-------- LISTING --------

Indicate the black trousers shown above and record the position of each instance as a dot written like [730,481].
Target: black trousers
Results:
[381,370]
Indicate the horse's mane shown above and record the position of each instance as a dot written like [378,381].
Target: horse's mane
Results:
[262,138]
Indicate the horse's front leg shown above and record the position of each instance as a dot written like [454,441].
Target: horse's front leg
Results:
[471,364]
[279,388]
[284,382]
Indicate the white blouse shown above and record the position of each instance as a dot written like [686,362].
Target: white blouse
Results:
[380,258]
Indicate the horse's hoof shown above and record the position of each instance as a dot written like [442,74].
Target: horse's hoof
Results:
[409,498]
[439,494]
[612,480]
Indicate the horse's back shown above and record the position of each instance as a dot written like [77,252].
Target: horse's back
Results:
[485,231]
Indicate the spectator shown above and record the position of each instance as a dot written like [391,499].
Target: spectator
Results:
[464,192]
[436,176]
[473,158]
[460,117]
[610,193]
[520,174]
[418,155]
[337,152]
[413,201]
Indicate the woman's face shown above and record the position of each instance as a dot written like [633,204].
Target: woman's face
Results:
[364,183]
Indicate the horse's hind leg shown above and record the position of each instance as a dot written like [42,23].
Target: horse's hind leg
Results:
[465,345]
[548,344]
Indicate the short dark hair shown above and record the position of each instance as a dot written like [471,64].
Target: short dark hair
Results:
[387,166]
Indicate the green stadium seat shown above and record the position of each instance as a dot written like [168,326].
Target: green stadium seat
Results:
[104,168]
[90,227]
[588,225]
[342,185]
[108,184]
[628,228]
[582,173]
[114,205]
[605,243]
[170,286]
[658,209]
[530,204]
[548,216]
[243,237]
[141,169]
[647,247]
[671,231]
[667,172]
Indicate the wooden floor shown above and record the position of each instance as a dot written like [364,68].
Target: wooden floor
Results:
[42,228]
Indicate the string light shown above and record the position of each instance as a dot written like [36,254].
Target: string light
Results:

--------

- PROBLEM DETAILS:
Reproduce the material above character for character, from the line containing "Indicate the wooden" through its final line.

- WRITTEN SOLUTION:
Indicate the wooden floor shown above and record the position of each instance as a dot written like [364,68].
Target: wooden floor
Results:
[42,228]
Indicate the string light shown above and record the position of each instance as a dot written like [36,254].
Target: string light
Results:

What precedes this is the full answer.